Une tranche de vie sans la télévision

« La télévision » de Jean-Philippe Toussaint, histoire d'un homme qui décide de se passer de télévision. Permet d'évoquer les relations ambiguë que nous entretenons avec ce média.
SAMEDI 18 - DIMANCHE 19 JANVIER 1997
Une tranche de vie sans la télévision

Jean-Philippe Toussaint nous conte - avec humour et limpidité - l'histoire d'un homme qui a osé, un jour, éteindre son poste et lâcher sa télécommande.

Jean-Philippe Toussaint (La Salle de bains, Monsieur) n'est pas un inconnu, il s'en faut. Il a fait Pschtt dès ses premiers romans. Mais il n'a rien publié depuis 1991 et l'on pouvait se demander si sa veine, très personnelle, n'était pas épuisée.
Point du tout. Le voilà qui, sous un titre sobre, La Télévision, propose un petit bijou à la fois moqueur et profond. C'est l'histoire d'un homme qui décide un jour de ne plus regarder la télévision... Il vit à Berlin où il fait des recherches au sujet d'une étude sur Titien. C'est l'été. Sa femme est en voyage... Jusque-là, le soir, il restait immobile devant son téléviseur, conscient d'être ainsi en train de s'avilir, « la télécommande à la main que je ne pouvais lâcher à changer de chaîne machinalement et,
frénétiquement, dans une recherche de plaisirs immédiats et mauvais, entraîné dans cet élan vain, cette spirale insatiable à la recherche de plus de bassesse, encore davantage de tristesse. »
Alors il arrête, d'un coup, et se plonge dans son travail qui le requiert entièrement.
Un après-midi, il ressent un manque, la première manifestation de la privation, une sorte d'état de douleur impalpable et diffuse... Assis en face du poste éteint, il regarde l'écran en se demandant ce qu'il peut y avoir à la télévision. Mais il résiste. Il s'offre même le plaisir de pulvériser sur l'écran une substance nettoyante, jusqu'à ce que toute la surface soit « recouverte d'une sorte de couche liquide mousseuse en mouvement qui commença à glisser lentement vers le bas en filets réguliers de crasse et de poussière mêlées, en lentes coulées onctueuses qui semblaient suinter de l'appareil comme des résidus d'émission et de vieux programmes fondus et liquéfiés, qui descendaient en vagues le long du verre (...), rebondissaient et dégoulinaient par terre comme de la merde ou comme du sang ».

----

Consigne:
Reprenez l'article sur le roman La Télévision depuis « SAMEDI 18 - DIMANCHE » jusqu'à « lâcher sa télécommande. » inclus, en y changeant « éteindre » en « débrancher ».

----

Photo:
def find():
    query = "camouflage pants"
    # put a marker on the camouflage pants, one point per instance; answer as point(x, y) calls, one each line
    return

----

Résultat:
SAMEDI 18 - DIMANCHE 19 JANVIER 1997
Une tranche de vie sans la télévision

Jean-Philippe Toussaint nous conte - avec humour et limpidité - l'histoire d'un homme qui a osé, un jour, débrancher son poste et lâcher sa télécommande.